Select and copy each line of the text below that contains the word "reflection".

**TASK MATERIAL:**

+ + + +

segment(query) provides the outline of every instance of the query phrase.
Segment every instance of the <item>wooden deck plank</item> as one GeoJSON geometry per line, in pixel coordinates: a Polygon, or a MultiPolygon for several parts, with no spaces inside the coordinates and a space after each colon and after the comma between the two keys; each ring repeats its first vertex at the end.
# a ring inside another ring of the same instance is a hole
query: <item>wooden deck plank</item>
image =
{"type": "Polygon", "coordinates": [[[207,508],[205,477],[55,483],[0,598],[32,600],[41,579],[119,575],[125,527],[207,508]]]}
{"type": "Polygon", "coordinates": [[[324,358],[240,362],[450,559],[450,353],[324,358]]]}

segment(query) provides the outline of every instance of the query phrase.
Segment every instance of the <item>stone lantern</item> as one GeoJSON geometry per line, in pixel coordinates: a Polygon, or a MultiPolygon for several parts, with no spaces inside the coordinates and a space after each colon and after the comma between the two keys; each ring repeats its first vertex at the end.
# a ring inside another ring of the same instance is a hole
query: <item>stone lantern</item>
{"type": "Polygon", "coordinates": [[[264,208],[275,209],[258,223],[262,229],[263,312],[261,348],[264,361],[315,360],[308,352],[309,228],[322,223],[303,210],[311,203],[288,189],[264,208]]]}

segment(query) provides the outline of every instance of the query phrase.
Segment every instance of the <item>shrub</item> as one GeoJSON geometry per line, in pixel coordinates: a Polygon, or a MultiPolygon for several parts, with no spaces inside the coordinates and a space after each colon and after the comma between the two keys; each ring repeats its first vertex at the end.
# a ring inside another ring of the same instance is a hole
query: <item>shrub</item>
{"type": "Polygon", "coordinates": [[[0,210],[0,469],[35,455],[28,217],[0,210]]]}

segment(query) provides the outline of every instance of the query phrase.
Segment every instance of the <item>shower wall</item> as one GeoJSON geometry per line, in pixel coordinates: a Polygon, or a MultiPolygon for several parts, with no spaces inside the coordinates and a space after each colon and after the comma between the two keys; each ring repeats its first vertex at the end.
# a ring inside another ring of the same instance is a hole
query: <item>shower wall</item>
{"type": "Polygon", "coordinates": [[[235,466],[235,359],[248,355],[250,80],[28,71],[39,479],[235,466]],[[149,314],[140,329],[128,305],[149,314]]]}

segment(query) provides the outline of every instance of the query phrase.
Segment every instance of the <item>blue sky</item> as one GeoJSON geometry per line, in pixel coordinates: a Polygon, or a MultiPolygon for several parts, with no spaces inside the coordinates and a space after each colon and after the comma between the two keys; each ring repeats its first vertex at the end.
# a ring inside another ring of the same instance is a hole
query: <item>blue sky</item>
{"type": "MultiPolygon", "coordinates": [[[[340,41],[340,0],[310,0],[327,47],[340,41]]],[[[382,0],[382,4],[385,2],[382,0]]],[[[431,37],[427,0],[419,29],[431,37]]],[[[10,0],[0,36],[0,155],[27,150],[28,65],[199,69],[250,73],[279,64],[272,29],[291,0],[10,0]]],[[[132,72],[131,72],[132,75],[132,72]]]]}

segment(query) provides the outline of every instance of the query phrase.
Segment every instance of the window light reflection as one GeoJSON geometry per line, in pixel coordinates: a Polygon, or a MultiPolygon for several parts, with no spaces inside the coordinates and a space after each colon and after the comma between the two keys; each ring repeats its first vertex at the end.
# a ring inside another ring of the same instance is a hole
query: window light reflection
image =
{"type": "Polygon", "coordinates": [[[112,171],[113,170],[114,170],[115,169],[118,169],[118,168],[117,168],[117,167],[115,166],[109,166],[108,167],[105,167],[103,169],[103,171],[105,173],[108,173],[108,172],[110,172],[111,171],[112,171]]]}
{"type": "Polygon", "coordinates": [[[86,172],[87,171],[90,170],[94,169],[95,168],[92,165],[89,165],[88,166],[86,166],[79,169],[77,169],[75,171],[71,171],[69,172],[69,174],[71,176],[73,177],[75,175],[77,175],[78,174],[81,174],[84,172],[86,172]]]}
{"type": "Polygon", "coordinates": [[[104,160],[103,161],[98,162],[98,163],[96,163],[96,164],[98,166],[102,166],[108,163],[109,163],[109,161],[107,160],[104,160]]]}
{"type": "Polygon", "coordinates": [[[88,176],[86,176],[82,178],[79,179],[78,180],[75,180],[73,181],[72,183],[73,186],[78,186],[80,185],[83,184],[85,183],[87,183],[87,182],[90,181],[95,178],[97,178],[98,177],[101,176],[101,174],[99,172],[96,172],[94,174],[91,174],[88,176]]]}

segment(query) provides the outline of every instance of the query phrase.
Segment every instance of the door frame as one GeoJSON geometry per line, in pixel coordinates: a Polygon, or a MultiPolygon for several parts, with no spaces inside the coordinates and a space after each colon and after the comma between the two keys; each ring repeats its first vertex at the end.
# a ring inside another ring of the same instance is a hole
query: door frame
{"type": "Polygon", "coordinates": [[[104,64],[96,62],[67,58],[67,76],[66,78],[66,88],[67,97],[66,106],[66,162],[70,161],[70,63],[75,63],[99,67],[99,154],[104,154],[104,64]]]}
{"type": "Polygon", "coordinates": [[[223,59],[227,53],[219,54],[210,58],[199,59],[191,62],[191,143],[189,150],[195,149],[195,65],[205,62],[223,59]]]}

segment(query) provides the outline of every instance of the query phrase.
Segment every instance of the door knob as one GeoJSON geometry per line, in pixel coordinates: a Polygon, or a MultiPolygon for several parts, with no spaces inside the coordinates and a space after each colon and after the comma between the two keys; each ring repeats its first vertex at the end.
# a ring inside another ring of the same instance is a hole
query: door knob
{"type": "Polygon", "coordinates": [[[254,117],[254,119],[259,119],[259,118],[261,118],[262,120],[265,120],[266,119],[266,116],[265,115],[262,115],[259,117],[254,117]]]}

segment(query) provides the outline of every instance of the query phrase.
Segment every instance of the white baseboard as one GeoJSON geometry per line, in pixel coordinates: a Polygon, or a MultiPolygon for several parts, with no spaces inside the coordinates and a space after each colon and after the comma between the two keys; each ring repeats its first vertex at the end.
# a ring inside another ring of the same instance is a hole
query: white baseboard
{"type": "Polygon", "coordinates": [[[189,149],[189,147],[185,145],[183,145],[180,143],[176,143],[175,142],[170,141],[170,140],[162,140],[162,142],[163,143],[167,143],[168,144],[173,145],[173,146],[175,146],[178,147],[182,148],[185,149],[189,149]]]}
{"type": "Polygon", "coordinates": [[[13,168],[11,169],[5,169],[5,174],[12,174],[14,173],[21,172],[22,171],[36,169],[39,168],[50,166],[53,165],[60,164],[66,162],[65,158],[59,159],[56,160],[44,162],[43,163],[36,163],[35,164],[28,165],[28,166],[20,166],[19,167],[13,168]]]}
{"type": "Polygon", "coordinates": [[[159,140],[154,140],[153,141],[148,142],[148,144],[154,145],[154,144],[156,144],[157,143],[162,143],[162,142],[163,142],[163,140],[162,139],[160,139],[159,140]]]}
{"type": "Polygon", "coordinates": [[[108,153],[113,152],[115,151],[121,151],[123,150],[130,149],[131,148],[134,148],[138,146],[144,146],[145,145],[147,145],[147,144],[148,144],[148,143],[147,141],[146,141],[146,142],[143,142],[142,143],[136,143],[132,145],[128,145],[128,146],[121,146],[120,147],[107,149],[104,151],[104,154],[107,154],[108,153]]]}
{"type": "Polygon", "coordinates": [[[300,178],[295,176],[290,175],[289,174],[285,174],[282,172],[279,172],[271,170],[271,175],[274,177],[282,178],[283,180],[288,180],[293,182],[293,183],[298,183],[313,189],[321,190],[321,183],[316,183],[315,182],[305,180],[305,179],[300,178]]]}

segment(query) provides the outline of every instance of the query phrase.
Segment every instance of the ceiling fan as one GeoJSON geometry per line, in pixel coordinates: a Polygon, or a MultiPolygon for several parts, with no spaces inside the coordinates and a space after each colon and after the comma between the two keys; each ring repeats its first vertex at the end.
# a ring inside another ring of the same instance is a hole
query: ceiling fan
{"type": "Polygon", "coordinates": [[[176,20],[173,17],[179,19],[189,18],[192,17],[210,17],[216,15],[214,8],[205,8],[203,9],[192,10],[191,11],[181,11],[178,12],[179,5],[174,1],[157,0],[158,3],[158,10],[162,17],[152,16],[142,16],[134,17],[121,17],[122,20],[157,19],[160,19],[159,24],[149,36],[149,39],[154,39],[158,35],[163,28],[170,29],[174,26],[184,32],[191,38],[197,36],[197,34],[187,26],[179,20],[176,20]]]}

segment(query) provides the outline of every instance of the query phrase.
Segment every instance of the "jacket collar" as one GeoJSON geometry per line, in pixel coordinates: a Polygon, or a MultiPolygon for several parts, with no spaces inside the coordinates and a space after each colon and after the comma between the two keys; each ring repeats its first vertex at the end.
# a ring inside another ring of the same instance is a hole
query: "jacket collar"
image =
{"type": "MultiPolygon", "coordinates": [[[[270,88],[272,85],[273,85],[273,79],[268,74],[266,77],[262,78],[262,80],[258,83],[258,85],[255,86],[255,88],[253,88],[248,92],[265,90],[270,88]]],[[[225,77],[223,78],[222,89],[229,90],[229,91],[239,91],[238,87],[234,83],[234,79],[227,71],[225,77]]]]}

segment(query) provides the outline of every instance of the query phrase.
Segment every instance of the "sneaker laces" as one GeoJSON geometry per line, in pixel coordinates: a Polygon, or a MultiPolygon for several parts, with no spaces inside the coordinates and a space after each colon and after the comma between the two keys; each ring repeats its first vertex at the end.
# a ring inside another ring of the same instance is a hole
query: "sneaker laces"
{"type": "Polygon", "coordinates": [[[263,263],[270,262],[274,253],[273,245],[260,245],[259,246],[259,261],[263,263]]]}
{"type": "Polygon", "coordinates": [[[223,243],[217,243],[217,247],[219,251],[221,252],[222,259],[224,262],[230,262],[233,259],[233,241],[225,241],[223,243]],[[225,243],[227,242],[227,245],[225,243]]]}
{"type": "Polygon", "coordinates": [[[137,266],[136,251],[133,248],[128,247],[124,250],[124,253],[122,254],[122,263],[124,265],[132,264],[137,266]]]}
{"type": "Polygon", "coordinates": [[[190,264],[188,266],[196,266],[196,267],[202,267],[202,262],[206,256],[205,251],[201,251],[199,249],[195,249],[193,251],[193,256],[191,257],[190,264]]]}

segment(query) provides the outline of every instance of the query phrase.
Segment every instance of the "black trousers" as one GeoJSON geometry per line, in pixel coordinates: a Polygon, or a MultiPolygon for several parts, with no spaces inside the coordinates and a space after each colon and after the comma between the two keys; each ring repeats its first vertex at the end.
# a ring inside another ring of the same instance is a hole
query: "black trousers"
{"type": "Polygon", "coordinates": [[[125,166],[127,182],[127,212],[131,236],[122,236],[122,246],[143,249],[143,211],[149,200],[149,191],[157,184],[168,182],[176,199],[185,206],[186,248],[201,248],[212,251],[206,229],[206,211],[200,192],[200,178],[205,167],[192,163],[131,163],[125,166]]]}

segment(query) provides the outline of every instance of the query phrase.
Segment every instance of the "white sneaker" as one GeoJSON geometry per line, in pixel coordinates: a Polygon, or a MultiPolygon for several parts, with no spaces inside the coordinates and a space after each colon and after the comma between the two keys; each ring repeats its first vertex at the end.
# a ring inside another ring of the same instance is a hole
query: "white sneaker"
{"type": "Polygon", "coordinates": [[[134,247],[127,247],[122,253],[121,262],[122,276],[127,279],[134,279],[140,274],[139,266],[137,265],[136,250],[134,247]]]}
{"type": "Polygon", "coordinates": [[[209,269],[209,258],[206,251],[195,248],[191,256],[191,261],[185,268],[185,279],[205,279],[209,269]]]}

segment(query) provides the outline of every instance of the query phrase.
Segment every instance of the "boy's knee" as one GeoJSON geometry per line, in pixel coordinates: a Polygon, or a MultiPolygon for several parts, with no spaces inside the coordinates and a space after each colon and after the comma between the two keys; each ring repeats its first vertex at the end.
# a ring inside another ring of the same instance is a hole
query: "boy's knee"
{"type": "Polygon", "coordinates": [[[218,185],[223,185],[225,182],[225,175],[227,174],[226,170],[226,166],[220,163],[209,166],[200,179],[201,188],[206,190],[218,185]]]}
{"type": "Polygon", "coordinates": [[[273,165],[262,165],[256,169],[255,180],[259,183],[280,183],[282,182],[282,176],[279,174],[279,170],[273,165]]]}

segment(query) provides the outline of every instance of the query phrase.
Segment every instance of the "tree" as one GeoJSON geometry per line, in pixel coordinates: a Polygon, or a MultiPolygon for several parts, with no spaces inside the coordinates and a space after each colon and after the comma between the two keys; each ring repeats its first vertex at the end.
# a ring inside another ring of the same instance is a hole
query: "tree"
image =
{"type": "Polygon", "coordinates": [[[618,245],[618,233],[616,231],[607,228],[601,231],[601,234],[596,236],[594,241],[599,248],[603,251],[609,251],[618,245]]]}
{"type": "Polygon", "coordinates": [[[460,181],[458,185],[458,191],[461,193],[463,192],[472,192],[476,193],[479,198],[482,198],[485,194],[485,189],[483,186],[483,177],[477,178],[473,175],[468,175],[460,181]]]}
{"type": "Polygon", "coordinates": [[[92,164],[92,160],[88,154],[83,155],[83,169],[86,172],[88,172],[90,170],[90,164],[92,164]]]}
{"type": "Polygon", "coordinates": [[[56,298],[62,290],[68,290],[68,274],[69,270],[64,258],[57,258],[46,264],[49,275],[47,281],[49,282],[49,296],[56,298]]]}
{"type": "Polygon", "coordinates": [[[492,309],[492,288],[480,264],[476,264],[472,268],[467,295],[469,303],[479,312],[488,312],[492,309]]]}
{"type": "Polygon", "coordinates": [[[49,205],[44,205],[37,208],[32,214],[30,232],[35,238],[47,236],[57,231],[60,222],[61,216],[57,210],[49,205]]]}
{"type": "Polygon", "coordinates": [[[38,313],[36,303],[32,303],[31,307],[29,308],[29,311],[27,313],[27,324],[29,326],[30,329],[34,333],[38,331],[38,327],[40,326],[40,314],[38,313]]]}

+ + + +

**PROBLEM SOLUTION:**
Segment every instance of the window light reflection as one GeoJSON geometry per line, in pixel coordinates: a Polygon, or a MultiPolygon for several parts, with no spaces inside the coordinates and a space after each colon and after the comma between the two keys; each ring repeats its first vertex at the end.
query: window light reflection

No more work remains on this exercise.